• **WHAT THE EXERCISE ASKS**
Reproduce all entries word for word.
──────
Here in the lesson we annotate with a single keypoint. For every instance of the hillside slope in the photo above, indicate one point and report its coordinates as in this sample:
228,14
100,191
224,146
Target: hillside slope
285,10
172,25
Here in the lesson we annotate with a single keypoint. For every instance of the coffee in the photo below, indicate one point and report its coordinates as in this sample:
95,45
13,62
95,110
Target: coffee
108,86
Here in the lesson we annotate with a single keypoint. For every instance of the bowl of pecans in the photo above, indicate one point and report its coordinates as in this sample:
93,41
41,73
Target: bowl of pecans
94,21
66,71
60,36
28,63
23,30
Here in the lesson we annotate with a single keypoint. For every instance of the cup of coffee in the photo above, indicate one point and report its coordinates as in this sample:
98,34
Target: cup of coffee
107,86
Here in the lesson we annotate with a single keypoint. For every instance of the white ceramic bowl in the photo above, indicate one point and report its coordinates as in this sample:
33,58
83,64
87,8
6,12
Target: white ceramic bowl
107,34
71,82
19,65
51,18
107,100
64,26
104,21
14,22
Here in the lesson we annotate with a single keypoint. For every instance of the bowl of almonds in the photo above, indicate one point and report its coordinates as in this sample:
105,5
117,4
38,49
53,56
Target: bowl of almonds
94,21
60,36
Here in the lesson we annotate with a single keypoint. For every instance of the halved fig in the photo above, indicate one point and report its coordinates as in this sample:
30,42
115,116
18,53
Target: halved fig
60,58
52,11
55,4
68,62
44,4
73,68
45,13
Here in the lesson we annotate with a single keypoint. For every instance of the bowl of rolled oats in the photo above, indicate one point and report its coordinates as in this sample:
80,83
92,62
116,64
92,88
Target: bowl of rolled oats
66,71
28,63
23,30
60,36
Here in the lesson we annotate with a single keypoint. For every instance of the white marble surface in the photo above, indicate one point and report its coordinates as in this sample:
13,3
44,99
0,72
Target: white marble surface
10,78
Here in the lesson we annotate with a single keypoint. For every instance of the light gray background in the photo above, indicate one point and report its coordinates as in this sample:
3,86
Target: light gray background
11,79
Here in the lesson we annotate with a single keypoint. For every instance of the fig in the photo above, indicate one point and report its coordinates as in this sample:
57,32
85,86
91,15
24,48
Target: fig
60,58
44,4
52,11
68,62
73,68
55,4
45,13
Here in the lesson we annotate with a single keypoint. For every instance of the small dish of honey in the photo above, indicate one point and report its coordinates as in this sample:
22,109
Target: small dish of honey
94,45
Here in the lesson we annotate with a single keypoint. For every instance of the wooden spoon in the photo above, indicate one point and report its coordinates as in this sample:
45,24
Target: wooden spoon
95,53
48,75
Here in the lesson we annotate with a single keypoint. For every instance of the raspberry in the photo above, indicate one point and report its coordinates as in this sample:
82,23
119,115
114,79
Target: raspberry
──────
• **WORKED SOLUTION**
Here in the lesson we annotate with a single keypoint. For every instance of the hillside slope in the photo above, indicate one point and report its coordinates as in this sample:
228,14
100,191
224,146
Target: hillside slope
285,10
172,25
Here in the lesson we annotate with a single keypoint. For every instance of the coffee in the photo below, indicate one point and report its coordinates as in this sample:
95,45
13,62
95,110
Target: coffee
108,86
Here in the lesson we annotate with a single keypoint. For every instance of the bowl of pecans in the photo above, indicate one point and report its coordinates as in this sample:
93,41
41,73
Target: bowl of pecans
94,21
66,71
60,36
28,63
23,30
Here in the lesson we annotate with a single keypoint. For every instance of the cup of coffee in the photo above, indicate one point and report its coordinates as in this sample:
98,34
Target: cup of coffee
107,86
Here in the lesson we annotate with a single keypoint. For every instance of the white ceramic bowl in the photo above, indicate one point and report its coordinates as in this sample:
33,58
83,64
87,8
6,12
Target: white ceramic bowl
107,34
71,82
19,65
51,18
107,100
64,26
104,21
14,22
Here in the lesson we annotate with a single keypoint. For every instance of the bowl of almonds in the photo above, indicate one point and report its coordinates as in this sample:
105,5
117,4
38,49
53,56
Target: bowl of almonds
94,21
60,36
Here in the lesson we annotate with a single keypoint. For every instance of the halved fig in the photo above, indicate one point and report its coordinates as in this sample:
30,42
115,116
18,53
Target: halved fig
60,58
52,11
55,4
68,62
44,4
73,68
45,13
Here in the lesson we annotate with a single keypoint. For every instance of the bowl of rolled oats in the photo above, indicate one point and report its coordinates as in this sample:
80,83
92,62
116,64
92,88
Target: bowl of rolled oats
66,71
28,63
23,30
60,36
Here in the lesson we annotate with a single keypoint. For every instance of the white marble surface in the photo above, indicate one point and report its coordinates as in this sample:
13,3
44,99
0,72
Target: white marble surface
10,78
Here in the lesson we annotate with a single keypoint. For every instance of the light gray background in the photo above, indicate one point and report its coordinates as in this sample:
3,86
Target: light gray background
11,79
Here in the lesson we annotate with a single keypoint. For every instance of the fig in the photo above, indicate one point and report its coordinates as in this sample:
57,32
85,86
91,15
24,48
Target: fig
60,58
44,4
52,11
68,62
73,68
55,4
45,13
Here in the lesson we annotate with a single keypoint. For every instance of the small dish of honey in the photo above, indicate one point and report its coordinates as in this sample:
22,109
Target: small dish of honey
94,45
Here in the lesson we annotate with a single keypoint. For every instance of the wooden spoon in the photo above, indicate one point and report its coordinates as in this sample:
45,24
Target: wooden spoon
95,53
48,75
Here in the lesson we annotate with a single keypoint. For every instance of the raspberry in the photo above, indicate one point and report its coordinates as in this sample:
82,23
119,115
114,79
Target: raspberry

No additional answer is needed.